**WHAT TO WORK ON:**
#1 Answer these questions from the text on federal sentencing guidelines, and mark each answer with its matching letter:
(a) In what year did Congress establish the United States Sentencing Commission?
(b) How many members make up the commission's panel?
(c) What amount of cocaine did the judge find Freddie Booker had actually trafficked?
#2 In the text on federal sentencing guidelines, turn the paragraph beginning "A jury found that Freddie Booker" into a short list that keeps its main facts.
#3 Write what comes next in the text on federal sentencing guidelines, starting after its final sentence.

**DOCUMENT EXTRACT:**
________________________

In 1984, Congress established the United States Sentencing Commission as an independent agency within the judicial branch. The commission's first set of guidelines took effect in 1987 and survived a Supreme Court test unrelated to the Sixth Amendment in 1989. The judges and other experts who make up the seven-member panel amend the guidelines each year, after Congress has had 180 days to veto any proposed changes.

Under the guidelines, judges are given a variety of factors to consider in deciding how harshly to punish within the range of penalties established by law.

In a typical case, such as one before the court now, U.S. v. Booker, No. 04-104, an accused drug trafficker either pleads guilty or is convicted by a jury of selling cocaine, and then a government probation officer presents the judge with findings as to the exact amount of drugs involved.

A jury found that Freddie Booker had trafficked more than 50 grams of cocaine. The judge found that the actual amount was 658.5 grams, that Booker had perjured himself at trial and that he had 23 prior convictions. The result under the guidelines: a sentence of 30 years, far longer than Booker would have gotten for trafficking 50 grams.

Though judges increasingly complain that the guidelines limit their ability to tailor justice to individual cases, they have largely cured the inequities that Frankel identified.

________________________

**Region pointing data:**
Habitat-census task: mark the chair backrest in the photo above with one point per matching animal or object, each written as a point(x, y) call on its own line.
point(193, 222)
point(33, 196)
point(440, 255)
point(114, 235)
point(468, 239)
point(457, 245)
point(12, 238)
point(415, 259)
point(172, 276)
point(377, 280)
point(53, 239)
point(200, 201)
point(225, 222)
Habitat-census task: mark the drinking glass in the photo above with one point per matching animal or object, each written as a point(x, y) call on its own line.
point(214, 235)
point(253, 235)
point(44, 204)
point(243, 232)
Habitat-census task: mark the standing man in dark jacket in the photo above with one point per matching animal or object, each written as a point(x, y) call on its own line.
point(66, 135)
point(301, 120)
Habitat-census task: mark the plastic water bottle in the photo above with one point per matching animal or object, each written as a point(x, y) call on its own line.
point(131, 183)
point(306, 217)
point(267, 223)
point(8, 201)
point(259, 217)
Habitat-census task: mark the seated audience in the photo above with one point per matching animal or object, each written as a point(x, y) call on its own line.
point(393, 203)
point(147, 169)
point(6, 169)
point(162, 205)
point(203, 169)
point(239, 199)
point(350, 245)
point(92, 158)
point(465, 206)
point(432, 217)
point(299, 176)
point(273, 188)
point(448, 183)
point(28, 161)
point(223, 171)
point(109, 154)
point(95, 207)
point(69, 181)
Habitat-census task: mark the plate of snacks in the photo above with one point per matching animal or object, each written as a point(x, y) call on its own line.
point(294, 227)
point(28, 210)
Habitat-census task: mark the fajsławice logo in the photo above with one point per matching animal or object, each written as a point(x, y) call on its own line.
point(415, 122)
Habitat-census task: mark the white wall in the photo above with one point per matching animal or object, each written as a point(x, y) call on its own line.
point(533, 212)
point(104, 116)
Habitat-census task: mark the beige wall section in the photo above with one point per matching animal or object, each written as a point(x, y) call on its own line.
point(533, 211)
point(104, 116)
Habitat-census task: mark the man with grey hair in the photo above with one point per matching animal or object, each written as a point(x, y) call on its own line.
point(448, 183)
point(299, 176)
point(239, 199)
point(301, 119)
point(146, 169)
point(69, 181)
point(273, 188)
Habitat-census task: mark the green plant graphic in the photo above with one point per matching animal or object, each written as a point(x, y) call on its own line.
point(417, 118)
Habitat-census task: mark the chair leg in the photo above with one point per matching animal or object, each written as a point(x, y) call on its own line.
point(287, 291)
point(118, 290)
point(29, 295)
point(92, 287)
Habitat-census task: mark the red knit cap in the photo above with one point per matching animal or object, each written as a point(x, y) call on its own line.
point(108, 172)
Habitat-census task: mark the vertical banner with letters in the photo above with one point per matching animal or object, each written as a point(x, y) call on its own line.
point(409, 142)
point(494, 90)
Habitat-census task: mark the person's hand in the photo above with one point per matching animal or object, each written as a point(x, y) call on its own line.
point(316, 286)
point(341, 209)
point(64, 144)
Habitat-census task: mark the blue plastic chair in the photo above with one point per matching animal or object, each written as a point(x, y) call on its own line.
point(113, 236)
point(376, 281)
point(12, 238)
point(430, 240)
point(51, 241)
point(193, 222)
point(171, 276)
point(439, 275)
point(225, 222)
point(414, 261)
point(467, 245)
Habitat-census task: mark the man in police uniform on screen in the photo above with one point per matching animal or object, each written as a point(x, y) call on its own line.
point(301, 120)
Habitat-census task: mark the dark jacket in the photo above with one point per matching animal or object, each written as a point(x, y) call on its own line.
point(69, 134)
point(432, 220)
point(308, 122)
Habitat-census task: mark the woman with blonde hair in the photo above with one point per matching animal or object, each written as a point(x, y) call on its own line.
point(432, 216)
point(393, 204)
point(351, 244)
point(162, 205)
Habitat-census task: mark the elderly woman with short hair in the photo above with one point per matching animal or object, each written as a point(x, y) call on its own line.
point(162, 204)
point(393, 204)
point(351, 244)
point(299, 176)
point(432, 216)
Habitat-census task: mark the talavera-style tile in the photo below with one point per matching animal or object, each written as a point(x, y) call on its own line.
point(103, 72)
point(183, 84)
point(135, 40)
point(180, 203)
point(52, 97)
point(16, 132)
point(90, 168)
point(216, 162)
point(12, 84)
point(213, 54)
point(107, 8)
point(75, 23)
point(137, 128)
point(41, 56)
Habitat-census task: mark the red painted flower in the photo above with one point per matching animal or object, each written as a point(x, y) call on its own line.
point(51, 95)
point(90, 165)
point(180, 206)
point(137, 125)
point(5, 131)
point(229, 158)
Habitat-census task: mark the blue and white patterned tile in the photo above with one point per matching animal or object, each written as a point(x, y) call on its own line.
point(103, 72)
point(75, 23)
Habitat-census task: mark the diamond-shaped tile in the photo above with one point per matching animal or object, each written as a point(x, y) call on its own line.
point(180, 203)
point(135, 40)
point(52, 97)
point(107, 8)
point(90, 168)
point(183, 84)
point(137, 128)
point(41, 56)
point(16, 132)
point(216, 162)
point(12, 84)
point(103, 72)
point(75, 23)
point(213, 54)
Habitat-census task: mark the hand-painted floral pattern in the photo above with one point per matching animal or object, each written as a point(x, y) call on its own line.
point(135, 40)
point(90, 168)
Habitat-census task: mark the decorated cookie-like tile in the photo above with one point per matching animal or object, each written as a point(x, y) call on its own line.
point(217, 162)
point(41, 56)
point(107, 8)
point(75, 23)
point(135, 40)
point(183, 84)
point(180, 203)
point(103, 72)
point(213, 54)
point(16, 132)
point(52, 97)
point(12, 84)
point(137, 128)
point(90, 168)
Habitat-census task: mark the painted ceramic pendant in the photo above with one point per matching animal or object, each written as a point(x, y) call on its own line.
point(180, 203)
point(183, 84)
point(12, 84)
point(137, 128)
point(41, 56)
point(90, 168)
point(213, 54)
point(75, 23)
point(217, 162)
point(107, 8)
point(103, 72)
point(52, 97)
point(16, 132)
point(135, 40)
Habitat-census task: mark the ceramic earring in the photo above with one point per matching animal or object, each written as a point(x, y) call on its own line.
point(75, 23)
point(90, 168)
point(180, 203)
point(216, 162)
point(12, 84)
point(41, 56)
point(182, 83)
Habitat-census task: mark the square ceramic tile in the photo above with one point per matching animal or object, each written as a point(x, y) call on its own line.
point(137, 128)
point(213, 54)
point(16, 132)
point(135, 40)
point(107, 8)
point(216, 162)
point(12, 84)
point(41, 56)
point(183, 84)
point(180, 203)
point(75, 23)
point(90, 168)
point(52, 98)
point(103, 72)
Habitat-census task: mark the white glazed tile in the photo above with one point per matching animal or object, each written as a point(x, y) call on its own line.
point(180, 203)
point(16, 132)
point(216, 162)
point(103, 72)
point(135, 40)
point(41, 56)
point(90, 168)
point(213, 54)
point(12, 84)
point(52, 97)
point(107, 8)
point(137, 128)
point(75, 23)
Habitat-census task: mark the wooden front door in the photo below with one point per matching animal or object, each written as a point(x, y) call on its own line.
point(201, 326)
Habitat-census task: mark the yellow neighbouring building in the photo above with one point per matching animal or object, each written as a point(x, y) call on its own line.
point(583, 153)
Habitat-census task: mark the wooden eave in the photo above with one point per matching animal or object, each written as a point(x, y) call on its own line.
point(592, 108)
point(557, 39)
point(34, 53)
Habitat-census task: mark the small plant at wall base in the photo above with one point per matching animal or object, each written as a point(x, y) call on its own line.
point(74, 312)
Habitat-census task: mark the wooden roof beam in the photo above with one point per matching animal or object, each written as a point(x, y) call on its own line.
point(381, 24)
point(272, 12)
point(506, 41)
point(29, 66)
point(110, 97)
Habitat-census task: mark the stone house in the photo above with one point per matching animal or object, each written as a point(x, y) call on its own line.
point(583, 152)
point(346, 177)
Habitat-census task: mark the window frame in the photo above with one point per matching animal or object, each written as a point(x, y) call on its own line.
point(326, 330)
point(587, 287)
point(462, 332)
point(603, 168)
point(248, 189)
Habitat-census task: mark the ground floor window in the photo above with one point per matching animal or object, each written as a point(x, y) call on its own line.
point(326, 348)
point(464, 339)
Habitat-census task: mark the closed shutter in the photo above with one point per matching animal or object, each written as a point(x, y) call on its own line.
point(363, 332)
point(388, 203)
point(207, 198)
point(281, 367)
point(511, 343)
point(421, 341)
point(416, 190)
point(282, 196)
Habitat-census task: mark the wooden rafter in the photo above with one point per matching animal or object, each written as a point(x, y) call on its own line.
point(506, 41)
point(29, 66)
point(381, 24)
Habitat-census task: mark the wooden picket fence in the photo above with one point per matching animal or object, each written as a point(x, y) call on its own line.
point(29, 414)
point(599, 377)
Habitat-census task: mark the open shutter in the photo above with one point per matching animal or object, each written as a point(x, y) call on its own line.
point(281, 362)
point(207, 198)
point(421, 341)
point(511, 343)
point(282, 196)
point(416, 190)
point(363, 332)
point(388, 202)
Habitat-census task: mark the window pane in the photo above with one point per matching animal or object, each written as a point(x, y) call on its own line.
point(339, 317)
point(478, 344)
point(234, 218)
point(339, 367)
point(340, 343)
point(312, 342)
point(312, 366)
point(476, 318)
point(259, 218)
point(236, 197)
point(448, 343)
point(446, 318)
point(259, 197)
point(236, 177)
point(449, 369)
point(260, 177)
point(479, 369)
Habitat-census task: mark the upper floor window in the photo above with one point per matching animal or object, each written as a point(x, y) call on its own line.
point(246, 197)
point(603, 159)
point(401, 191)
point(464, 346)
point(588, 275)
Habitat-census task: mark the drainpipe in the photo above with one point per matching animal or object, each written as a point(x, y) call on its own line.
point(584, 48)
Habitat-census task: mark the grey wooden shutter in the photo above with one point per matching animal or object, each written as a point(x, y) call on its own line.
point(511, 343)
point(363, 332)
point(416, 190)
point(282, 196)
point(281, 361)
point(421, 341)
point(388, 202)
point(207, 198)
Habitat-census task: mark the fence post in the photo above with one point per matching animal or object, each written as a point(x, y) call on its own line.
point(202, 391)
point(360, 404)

________________________

**ANSWERS BY ITEM:**
#1
(a) 1984
(b) Seven
(c) 658.5 grams

#2
- The jury found that Booker trafficked more than 50 grams of cocaine.
- The judge found the actual amount was 658.5 grams.
- The judge also found that Booker perjured himself at trial and had 23 prior convictions.
- Under the guidelines, the result was a 30-year sentence, far longer than one for 50 grams.

#3
But in 2000, the Supreme Court decided Apprendi v. New Jersey, in which the court struck down a 12-year state sentence for a gun crime because it had been increased from 10 years based only on a judge's finding that the crime had been motivated by racial bias.

Other than the fact of a prior conviction, a five-member majority of the court announced in an opinion by Stevens, "any fact that increases the penalty for a crime beyond the prescribed statutory maximum must be submitted to a jury, and proved beyond a reasonable doubt."

At the time, Breyer, who played a role in developing the guidelines as a Senate aide and federal appeals judge, predicted that Apprendi would destroy them. And with the liberal-conservative alliance on the court that voted for Apprendi -- Stevens, Scalia, Souter, Thomas and Ginsburg -- sticking together in Blakely, that prediction came true.

While Breyer, O'Connor and others protest that Blakely's benefit to defendants is far outweighed by the cost in legal disruption, opponents of the guidelines insist that whatever equity in sentencing they achieved was at the expense of defendants' right to face a jury of their peers.

Judges must only conclude that sentencing "factors" have been proved by a preponderance of the evidence, rather than the jury's tougher "beyond a reasonable doubt" standard.

This unduly increases the leverage of prosecutors, defense attorneys argue, giving them the upper hand in plea negotiations, through which about 97 percent of the 65,000 federal convictions in fiscal 2002 were achieved. In their view, the ultimate impact of Blakely will simply be a shift in favor of defendants during plea bargaining.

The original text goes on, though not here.